PROMPT:
Copy every line of the material below word for word, changing nothing.

DATA FOR PROCESSING:

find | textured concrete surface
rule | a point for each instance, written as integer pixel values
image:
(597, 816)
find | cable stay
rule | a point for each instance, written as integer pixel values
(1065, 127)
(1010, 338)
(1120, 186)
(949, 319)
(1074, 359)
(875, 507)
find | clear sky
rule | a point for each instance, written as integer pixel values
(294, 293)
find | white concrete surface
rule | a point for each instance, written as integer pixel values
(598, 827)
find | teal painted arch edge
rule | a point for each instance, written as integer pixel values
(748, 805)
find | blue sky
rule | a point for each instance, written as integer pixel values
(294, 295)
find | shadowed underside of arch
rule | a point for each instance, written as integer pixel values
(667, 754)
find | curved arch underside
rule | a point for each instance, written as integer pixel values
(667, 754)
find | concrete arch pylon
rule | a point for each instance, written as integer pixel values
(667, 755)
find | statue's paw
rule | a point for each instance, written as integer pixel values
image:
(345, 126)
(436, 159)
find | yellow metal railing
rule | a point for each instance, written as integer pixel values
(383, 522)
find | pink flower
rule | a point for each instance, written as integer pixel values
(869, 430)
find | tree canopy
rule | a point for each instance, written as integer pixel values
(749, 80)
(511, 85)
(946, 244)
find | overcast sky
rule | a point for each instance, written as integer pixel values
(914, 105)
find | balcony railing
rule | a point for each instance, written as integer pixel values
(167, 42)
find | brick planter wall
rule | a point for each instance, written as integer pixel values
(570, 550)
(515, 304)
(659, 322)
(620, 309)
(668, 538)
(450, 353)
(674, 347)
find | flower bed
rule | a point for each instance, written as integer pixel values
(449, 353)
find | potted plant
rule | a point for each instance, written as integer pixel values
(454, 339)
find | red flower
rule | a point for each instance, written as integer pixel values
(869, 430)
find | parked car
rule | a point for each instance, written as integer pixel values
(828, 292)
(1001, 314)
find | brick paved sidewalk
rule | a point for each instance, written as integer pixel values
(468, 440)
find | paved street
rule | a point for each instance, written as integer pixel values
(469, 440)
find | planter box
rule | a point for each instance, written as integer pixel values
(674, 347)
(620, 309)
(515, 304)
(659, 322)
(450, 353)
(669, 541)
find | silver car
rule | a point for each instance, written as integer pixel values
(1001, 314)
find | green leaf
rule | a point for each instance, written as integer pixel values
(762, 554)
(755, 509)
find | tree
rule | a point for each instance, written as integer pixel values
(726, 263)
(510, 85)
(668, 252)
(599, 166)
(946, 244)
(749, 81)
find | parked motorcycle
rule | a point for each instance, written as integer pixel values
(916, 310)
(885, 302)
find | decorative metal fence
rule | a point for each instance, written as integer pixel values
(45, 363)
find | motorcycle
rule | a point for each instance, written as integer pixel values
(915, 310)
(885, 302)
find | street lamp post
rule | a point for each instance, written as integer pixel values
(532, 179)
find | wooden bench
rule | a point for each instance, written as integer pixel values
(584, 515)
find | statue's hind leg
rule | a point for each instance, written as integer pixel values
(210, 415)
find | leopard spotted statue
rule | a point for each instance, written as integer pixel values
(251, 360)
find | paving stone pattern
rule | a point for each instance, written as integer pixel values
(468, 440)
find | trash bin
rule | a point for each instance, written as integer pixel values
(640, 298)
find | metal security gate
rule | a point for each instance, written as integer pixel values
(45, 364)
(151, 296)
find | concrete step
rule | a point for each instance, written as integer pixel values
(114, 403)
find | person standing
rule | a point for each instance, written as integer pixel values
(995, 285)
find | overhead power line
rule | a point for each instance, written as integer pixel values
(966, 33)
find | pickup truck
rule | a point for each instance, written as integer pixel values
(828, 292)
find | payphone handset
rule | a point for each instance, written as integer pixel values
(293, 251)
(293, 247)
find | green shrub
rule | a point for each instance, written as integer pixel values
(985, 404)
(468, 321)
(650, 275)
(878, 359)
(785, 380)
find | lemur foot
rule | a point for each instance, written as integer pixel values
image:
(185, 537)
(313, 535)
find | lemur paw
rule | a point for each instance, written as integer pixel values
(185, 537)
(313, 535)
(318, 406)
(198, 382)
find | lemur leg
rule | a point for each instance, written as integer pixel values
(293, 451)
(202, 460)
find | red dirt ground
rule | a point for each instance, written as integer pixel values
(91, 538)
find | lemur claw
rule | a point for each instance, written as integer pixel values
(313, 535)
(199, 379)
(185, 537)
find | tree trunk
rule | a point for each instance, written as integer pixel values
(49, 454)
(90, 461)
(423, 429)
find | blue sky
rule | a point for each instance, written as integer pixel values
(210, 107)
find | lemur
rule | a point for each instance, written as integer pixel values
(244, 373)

EXERCISE ANSWER:
find | textured concrete surface
rule | a point for each instance, written as integer pixel values
image:
(597, 816)
find | cable stay
rule | a point for each instance, written as integer pixel values
(1065, 127)
(1010, 338)
(1120, 186)
(949, 319)
(1074, 359)
(875, 507)
find | clear sky
rule | a point for each instance, written as integer pixel values
(294, 293)
find | white concrete surface
rule | a point for each instance, written as integer pixel values
(598, 827)
find | teal painted arch edge
rule | a point for each instance, written as integer pixel values
(748, 805)
find | blue sky
rule | a point for each instance, written as integer pixel values
(294, 295)
find | shadowed underside of arch
rule | a point for each instance, written as integer pixel values
(667, 754)
find | curved arch underside
rule | a point for each instance, written as integer pixel values
(667, 754)
find | concrete arch pylon
rule | a point for each instance, written as integer pixel values
(667, 755)
find | statue's paw
rule | a point for each instance, written as integer pixel values
image:
(345, 126)
(436, 159)
find | yellow metal railing
rule | a point for each instance, written as integer pixel values
(383, 522)
find | pink flower
rule | a point for each instance, written as integer pixel values
(869, 430)
find | tree canopy
rule | a point for each instance, written as integer pixel values
(749, 80)
(511, 85)
(946, 244)
find | overcast sky
rule | a point for each instance, written as integer pixel values
(914, 105)
find | balcony railing
rule | a point for each instance, written as integer pixel values
(167, 42)
find | brick planter wall
rule | a point for each instance, written as integer pixel values
(570, 550)
(515, 304)
(659, 322)
(620, 309)
(668, 538)
(450, 353)
(674, 347)
find | flower bed
rule | a point for each instance, written as integer pixel values
(449, 353)
find | potted plant
rule | a point for each instance, written as integer pixel values
(454, 339)
find | red flower
rule | a point for each instance, written as integer pixel values
(869, 430)
find | parked car
rule | a point for each instance, written as integer pixel values
(828, 292)
(1001, 314)
find | brick paved sidewalk
rule | a point for each instance, written as integer pixel values
(468, 440)
find | paved street
rule | a point for each instance, written as integer pixel values
(469, 440)
find | planter box
rule | a point for each instance, written as integer pixel values
(674, 347)
(620, 309)
(515, 304)
(659, 322)
(450, 353)
(669, 541)
find | silver car
rule | a point for each instance, written as integer pixel values
(1001, 314)
find | green leaf
rule | a point for each instance, written as integer pixel values
(762, 554)
(755, 509)
find | tree
rule | a point for each instance, written as integer pixel values
(726, 263)
(510, 85)
(668, 252)
(599, 166)
(946, 244)
(749, 81)
find | parked motorcycle
rule | a point for each instance, written as integer pixel values
(916, 310)
(885, 302)
find | decorative metal fence
rule | a point for each instance, written as integer pixel values
(45, 363)
find | motorcycle
rule | a point for each instance, written as integer pixel values
(915, 310)
(885, 302)
find | street lamp post
rule | a point for each instance, written as integer pixel values
(532, 179)
find | wooden bench
rule | a point for each instance, written as integer pixel values
(584, 515)
find | statue's hind leg
rule | a point for each instance, written as integer pixel values
(210, 415)
find | leopard spotted statue
rule | a point for each instance, written as integer pixel values
(251, 360)
find | paving stone pattern
rule | a point for each instance, written as integer pixel values
(468, 440)
find | trash bin
rule | a point for each instance, written as integer pixel values
(640, 298)
find | metal security gate
rule | a point for each instance, written as integer pixel values
(45, 364)
(151, 296)
find | concrete step
rule | a point for each instance, written as integer pixel values
(114, 403)
find | person standing
rule | a point for each instance, written as integer pixel values
(995, 285)
find | overhead power line
rule | a point for each instance, written as integer pixel values
(966, 33)
find | pickup truck
rule | a point for each instance, written as integer pixel values
(828, 292)
find | payphone handset
rule | a point for each instance, written as integer pixel values
(293, 251)
(293, 247)
find | green shrub
rule | a point for each instance, written as integer pixel values
(985, 404)
(468, 321)
(650, 275)
(878, 359)
(785, 380)
find | lemur foot
rule | a point for each instance, written as integer pixel values
image:
(185, 537)
(313, 535)
find | lemur paw
rule | a point for each instance, written as integer pixel values
(185, 537)
(313, 535)
(318, 406)
(198, 382)
find | lemur leg
rule | a point for each instance, written as integer pixel values
(293, 451)
(202, 460)
find | red dirt ground
rule | a point for each instance, written as integer pixel values
(91, 538)
find | lemur claw
rule | a point for each instance, written as integer pixel values
(313, 535)
(199, 379)
(185, 537)
find | tree trunk
rule | a point for each instance, written as integer pixel values
(49, 454)
(90, 461)
(423, 429)
find | blue sky
rule | a point for each instance, written as integer pixel values
(210, 107)
find | lemur
rule | a point for each instance, written as integer pixel values
(244, 373)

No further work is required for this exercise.